### Directive
Answer these questions using the text about the journal Physics of Fluids:
1. Which publisher currently publishes the journal?
2. What subject did Physics of Fluids B cover?
3. During which years did the journal publish the Gallery of Fluid Motion?

### Text provided
☆ ☆ ☆ ☆
Physics of Fluids
- Discipline: Fluid dynamics
- Language: English
- Edited by: André Anders (interim)

Publication details
- History: 1958–present
- Publisher: AIP Publishing (United States)
- Frequency: Monthly
- Impact factor: 3.8 (2025)

Standard abbreviations
- ISO 4: Phys. Fluids

Indexing
- CODEN: PHFLE6
- ISSN: 1070-6631 (print) 1089-7666 (web)

Links
- Journal homepage;

= Physics of Fluids =

Physics of Fluids is a monthly peer-reviewed scientific journal covering fluid dynamics. Established by the American Institute of Physics in 1958 and currently published by AIP Publishing. The journal focus is the dynamics of gases, liquids, and complex or multiphase fluids—and the journal contains original research resulting from theoretical, computational, and experimental studies.

==History==
From 1958 through 1988, the journal included plasma physics. From 1989 until 1993, the journal split into Physics of Fluids A covering fluid dynamics, and Physics of Fluids B, on plasma physics. In 1994, the latter was renamed Physics of Plasmas, and the former continued under its original name, Physics of Fluids.

The journal was originally published by the American Institute of Physics in cooperation with the American Physical Society's Division of Fluid Dynamics. In 2016, the American Institute of Physics became the sole publisher. From 1985 to 2015, Physics of Fluids published the Gallery of Fluid Motion, containing award-winning photographs, images, and visual streaming media of fluid flow.
☆ ☆ ☆ ☆
### Stored rows
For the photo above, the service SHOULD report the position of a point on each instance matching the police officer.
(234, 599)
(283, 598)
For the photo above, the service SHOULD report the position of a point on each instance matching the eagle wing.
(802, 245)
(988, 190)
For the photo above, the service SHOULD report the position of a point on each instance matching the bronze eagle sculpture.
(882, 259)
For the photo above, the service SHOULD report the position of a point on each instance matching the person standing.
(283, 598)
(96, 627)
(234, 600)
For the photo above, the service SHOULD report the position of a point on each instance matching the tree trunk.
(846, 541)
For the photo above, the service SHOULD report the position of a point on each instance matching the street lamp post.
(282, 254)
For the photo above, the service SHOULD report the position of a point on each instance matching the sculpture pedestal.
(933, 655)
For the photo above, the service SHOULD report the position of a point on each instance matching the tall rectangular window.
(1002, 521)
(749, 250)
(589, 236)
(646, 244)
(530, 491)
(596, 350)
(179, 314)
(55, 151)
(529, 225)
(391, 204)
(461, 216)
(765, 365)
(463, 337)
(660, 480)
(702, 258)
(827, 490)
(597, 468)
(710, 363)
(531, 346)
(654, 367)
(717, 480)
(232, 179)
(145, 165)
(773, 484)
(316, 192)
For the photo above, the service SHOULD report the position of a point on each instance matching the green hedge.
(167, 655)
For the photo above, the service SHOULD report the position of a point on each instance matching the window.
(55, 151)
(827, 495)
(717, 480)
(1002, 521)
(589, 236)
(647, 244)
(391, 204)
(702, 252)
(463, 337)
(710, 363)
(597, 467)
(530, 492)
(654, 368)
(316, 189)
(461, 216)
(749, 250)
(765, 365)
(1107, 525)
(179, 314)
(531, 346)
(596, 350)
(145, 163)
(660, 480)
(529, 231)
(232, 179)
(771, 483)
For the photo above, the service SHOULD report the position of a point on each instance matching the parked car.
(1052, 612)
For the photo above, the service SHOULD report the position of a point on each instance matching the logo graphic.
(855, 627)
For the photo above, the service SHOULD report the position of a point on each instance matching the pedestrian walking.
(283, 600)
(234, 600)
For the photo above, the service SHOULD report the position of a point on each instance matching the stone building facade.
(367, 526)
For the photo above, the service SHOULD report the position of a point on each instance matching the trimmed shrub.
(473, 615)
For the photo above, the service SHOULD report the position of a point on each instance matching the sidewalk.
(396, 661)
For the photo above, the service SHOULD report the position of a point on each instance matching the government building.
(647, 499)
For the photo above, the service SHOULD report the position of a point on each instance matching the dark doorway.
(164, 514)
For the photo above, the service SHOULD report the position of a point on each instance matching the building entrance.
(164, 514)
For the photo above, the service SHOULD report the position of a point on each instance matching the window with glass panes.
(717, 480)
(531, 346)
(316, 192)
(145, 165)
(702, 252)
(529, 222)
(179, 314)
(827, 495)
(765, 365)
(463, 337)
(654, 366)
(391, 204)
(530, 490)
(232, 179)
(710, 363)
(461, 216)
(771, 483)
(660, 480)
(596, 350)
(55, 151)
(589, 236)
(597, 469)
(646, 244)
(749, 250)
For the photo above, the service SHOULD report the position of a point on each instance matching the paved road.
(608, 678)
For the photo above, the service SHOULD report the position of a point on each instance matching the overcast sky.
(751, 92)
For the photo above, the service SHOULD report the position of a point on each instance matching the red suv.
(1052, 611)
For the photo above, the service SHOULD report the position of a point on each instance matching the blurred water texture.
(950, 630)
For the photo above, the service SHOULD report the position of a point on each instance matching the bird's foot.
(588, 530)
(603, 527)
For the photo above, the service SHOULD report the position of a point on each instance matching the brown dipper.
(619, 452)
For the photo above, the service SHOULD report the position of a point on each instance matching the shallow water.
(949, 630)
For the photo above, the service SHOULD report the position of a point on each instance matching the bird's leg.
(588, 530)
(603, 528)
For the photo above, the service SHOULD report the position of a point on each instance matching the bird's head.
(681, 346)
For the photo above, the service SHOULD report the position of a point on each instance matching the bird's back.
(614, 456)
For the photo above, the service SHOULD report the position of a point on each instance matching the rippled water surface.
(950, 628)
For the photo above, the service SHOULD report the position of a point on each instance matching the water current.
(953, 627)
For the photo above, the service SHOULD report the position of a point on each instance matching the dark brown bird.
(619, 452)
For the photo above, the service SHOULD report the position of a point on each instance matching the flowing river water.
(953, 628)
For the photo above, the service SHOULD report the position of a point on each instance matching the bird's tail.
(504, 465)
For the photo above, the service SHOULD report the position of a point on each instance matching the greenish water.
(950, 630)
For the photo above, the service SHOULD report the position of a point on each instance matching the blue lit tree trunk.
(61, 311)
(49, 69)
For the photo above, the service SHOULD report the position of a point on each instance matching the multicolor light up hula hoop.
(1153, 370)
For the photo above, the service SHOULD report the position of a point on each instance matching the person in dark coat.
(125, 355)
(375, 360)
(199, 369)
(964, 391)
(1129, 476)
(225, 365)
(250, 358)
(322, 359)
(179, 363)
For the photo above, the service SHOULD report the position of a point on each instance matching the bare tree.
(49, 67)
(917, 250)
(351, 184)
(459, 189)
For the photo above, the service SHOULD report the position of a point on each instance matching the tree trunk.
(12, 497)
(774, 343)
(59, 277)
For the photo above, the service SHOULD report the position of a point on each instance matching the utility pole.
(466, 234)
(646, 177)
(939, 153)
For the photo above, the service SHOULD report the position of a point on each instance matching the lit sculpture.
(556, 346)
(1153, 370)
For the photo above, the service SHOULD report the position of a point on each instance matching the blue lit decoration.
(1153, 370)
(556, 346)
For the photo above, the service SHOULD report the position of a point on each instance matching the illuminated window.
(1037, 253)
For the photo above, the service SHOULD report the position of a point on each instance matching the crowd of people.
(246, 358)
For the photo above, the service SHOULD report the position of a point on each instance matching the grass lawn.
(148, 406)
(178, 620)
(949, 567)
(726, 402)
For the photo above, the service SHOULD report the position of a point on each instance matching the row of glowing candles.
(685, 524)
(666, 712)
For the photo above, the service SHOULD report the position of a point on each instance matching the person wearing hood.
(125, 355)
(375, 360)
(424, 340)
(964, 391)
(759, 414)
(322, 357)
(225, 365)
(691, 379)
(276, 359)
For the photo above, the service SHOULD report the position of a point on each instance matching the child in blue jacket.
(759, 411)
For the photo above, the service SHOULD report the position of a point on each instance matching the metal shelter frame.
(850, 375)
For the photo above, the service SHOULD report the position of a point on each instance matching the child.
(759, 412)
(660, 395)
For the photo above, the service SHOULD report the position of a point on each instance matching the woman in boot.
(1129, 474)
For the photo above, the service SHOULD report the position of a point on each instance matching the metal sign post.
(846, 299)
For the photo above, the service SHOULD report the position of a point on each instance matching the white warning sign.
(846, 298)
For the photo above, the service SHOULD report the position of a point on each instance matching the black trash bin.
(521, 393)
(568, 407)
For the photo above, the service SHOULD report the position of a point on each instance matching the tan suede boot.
☆ ☆ ☆ ☆
### Result of the exercise
1. AIP Publishing
2. Plasma physics
3. From 1985 to 2015